→ **THE DATA**:
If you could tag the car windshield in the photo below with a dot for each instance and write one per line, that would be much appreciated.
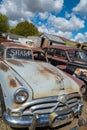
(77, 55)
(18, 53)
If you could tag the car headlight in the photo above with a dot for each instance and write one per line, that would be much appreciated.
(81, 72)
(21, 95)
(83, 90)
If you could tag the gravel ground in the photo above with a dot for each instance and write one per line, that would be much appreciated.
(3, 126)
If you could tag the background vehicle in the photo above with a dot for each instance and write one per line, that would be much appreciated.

--

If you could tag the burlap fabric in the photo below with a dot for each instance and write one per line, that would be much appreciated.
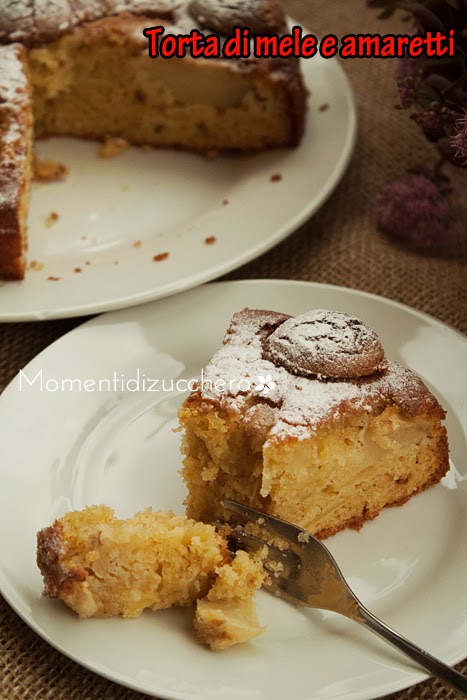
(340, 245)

---

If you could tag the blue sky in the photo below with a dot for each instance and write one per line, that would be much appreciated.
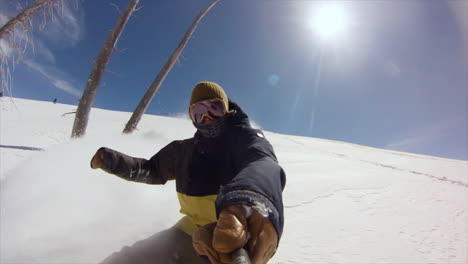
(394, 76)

→ **DIRECTIONS FOR THIS TASK**: Beginning at the line above that contains "If you could tag the car headlight", return each line exactly through the line that contains "If you could tag the background", and no others.

→ **SOLUTION TO THE PROBLEM**:
If you could tag the car headlight in the photo above with a dot for each instance and write one per line, that would be much appreciated.
(81, 72)
(21, 95)
(83, 90)
If you could tag the gravel ground in the photo above with a dot for each instance and write one per line, that would be much appreciated.
(3, 126)
If you could tag the background vehicle in the photo above with a dot for each instance and write one per line, that would be much appreciated.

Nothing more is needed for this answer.